[[ Quoted passage, beginning ]]
To be fair, the situation was not so stark as 1/5/5. Writing a paper about how to apply ML to a new class of problems is not that easy—reviewers typically haven’t thought about problems in that class before, so careful reading and substantial thought are needed more than for many other papers.
John, I’m very sorry to hear this story.
I think that overloading of reviewers and area chairs is a major cause.
In particular, I reviewed one of the versions of the paper and gave it a score of 9 out of 10 with a high confidence. As far as I remember, there was no further discussion between reviewers (at least, I checked my gmail account, and didn’t find a request to refer to a discussion).
I guess it was my responsibility to check out the other reviews and to initialize a discussion. I was overloaded with too many reviews.
It was probably also the responsibility of the AC to ask the reviewers to discuss the high variance. Again, my guess is that the AC was overloaded.
This year, there is an attempt in ICML to reduce the load on reviewers by having two phases of review. I think it’s a good idea.
Another idea is to pay for a more professional review process. We pay students for teaching assistant and for assessing exercises/exams. Why won’t we also pay for reviewing ?
It will also reduce the number of unworthy submissions (because, I expect people to pay for each submission).
I’m curious to hear what do other people think?
That comment was a Troll – the naive bayesian classifier encoded in my hardware says so.
I don’t think it’s a joke. Torpedo reviewing is real, and something needs to be done about it. I think that there is something fundamentally wrong with the whole idea of peer review. Does it really work, or is it a myth perpetuated from one generation of scientists to the next?
I agree that paying it’s a good idea.
As far, as I can tell, the review process is highly unfair and/or random in many of the conferences I attend.
[[ Quoted passage, end ]]
Work instructions >>
1. Transcribe the part of the peer review discussion starting with "That comment was" and going on through "conferences I attend.".
2. Pick up the peer review discussion after its final sentence and extend it.
[[ Data segment, beginning ]]
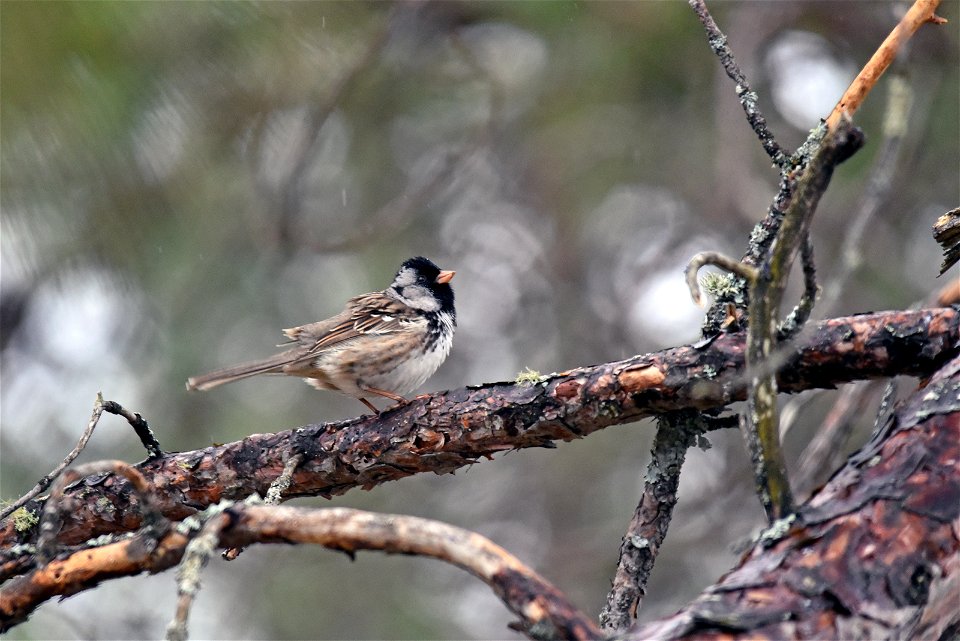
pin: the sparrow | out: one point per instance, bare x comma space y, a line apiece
385, 343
[[ Data segment, end ]]
Expected responses >>
1.
That comment was a Troll – the naive bayesian classifier encoded in my hardware says so.
I don’t think it’s a joke. Torpedo reviewing is real, and something needs to be done about it. I think that there is something fundamentally wrong with the whole idea of peer review. Does it really work, or is it a myth perpetuated from one generation of scientists to the next?
I agree that paying it’s a good idea.
As far, as I can tell, the review process is highly unfair and/or random in many of the conferences I attend.

2.
Just saw this post and related comments and I’d like to renew my frequent call for an online research journal for machine learning. At this point hunch.net is my definitive source for discovering new or interesting research in our field; it combines strong editorial insight from John (and the hunch community) with the flexibility of the blog format to quickly expose interesting lines of work.
Please take a bunch of pages from the open source community and build an open source style research framework — surely, if people can design, develop, and extend, complex software, via distributed communities, then machine learning researchers can develop an additional channel for exploring new research. And, yes, I am willing to help 🙂
Michael Nielsen’s post on his blog is very relevant to this thread: http://michaelnielsen.org/blog/?p=531
By the way, ICML is trying a new review process this year, and it no longer has reviewers bid on papers. Instead, authors select an area chair, and the area chair assigns the paper to one or more of his/her reviewers (in the first round of reviews). This has placed a large burden on the area chairs (and there should be an interesting post-mortem discussion of the pros and cons of the new system), but one up side might be that it would severely limit the possibility of torpedo reviews.